§ **Description of the task**: Though the entries contain pictures, the copy you make should hold only the rest, exactly as written.

(Stored data entries)
────────────────────────────────────────
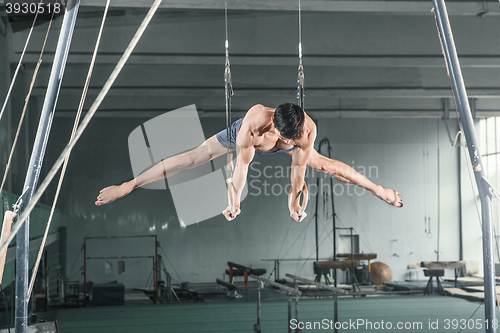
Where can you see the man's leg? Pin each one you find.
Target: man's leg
(207, 151)
(345, 173)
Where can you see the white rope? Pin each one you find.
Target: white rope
(19, 65)
(93, 109)
(66, 160)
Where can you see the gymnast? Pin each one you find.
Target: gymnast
(286, 129)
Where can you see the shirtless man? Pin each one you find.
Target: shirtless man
(263, 130)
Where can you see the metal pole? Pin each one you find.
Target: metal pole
(462, 102)
(257, 328)
(36, 160)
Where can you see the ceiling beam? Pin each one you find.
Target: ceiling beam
(474, 61)
(311, 92)
(464, 7)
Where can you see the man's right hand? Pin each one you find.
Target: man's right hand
(228, 215)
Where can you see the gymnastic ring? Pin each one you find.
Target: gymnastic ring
(305, 199)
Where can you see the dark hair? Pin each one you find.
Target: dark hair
(289, 120)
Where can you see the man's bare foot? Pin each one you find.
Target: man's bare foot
(112, 193)
(390, 196)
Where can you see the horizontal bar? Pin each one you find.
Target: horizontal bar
(157, 58)
(291, 291)
(318, 284)
(226, 284)
(138, 236)
(463, 7)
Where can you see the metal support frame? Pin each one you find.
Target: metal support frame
(155, 263)
(36, 160)
(485, 194)
(291, 292)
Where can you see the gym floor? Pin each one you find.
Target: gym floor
(219, 313)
────────────────────────────────────────
§ **Output below**:
Where can you see the man's leg? Pin each one you find.
Target: man's leg
(207, 151)
(345, 173)
Where can you see the white rope? Pin each one you find.
Target: white rope
(19, 65)
(93, 109)
(66, 160)
Where can you see the gymnast? Pin each one you find.
Target: gymnast
(286, 129)
Where can you see the shirtless man? Pin each one you find.
Target: shirtless man
(263, 130)
Where can you see the metal pole? Pin each one you find.
Target: metal pole
(462, 102)
(257, 328)
(36, 160)
Where can you see the ceiling beam? Pin each one you find.
Target: ceiling beam
(474, 61)
(311, 92)
(464, 7)
Where can you see the man's right hand? Pin each one you find.
Target: man's right hand
(228, 215)
Where can you see the gymnastic ring? Pin each one you find.
Target: gymnastic ring
(305, 199)
Where can you see the dark hair? Pin each one you find.
Target: dark hair
(289, 120)
Where can you see the man's bare foot? Pin each one you find.
Target: man's bare foot
(112, 193)
(390, 196)
Where can you see the horizontal bar? Pin each one you find.
Target: horizontal bar
(157, 58)
(291, 291)
(318, 284)
(226, 284)
(138, 236)
(463, 7)
Where can you see the metal support frame? Pin each one you find.
Target: metal support frame
(155, 263)
(36, 160)
(485, 194)
(291, 292)
Where can you see the gym floor? Pin each one you find.
Target: gym floor
(219, 313)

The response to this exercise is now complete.